▶ _YOUR INSTRUCTIONS_
Transcribe the whole listing exactly.

═════ DATASET RECORDS

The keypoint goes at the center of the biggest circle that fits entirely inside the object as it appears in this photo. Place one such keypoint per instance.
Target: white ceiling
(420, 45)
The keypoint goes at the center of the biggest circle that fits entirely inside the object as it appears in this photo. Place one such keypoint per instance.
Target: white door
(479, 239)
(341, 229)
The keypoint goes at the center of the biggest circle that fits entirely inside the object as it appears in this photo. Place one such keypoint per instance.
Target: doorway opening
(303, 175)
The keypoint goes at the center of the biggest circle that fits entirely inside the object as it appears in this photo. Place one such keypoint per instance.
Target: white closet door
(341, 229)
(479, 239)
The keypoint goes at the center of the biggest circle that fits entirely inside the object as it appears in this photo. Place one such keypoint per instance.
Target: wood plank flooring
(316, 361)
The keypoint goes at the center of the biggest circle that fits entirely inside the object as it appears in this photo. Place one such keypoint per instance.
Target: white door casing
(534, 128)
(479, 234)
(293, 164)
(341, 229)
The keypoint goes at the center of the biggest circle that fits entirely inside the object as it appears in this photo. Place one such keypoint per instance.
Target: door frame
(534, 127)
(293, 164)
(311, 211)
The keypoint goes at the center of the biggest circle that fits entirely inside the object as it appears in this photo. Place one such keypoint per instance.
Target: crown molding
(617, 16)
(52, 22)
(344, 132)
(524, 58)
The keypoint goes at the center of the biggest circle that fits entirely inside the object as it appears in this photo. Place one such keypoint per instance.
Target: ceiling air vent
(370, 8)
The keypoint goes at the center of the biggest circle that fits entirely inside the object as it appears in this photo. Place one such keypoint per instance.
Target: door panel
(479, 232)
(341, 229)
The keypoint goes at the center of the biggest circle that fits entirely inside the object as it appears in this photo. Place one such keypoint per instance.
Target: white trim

══════════

▶ _RESULT BELOW_
The keypoint goes at the center of the biggest circle that fits entirely inside the object as it appears in this photo. Place one such keypoint per instance.
Target: white ceiling
(420, 45)
The keypoint goes at the center of the biggest circle that fits entirely inside the object as it appears in this photo. Place one such keypoint per instance.
Target: white door
(479, 239)
(341, 229)
The keypoint goes at the center of the biggest circle that fits entirely inside the object as it appears in this photo. Place one such keypoint per instance.
Target: doorway opening
(303, 175)
The keypoint goes at the center of the biggest circle that fits entirely inside the object as it appears in this photo. Place one such keypoint per instance.
Target: white closet door
(341, 229)
(479, 239)
The keypoint goes at the center of the biggest circle that fits entirely inside the object as it appears in this photo. Place one such keypoint per instance.
Target: wood plank flooring
(316, 361)
The keypoint goes at the center of the biggest circle that fits entirely inside the object as it appears in this photo. Place one such keypoint per instance.
Target: white door casing
(534, 128)
(479, 234)
(293, 164)
(341, 229)
The keypoint goes at the center of the biggest circle that fits entirely inside the object as it appears in this photo. Place one such keypoint per instance.
Target: door frame
(534, 127)
(293, 164)
(311, 211)
The keypoint goes at the center of the biggest circle that fits entirely inside the object as it appears in this photo. Place one such keypoint per instance.
Target: crown molding
(617, 16)
(52, 22)
(344, 132)
(524, 58)
The keypoint goes at the center of the biggest circle that fits entirely inside the object as it appears in this photo. Place one such keypoint per instance.
Target: ceiling air vent
(370, 8)
The keypoint goes at the center of the biggest circle that fits entirely inside the object as it appears in this photo. Place one such keypoint per instance.
Target: door panel
(479, 232)
(341, 229)
The keypoint goes at the center of the biggest circle that fits entirely inside the object as it appears in this photo. Place one such keypoint per instance.
Target: white trim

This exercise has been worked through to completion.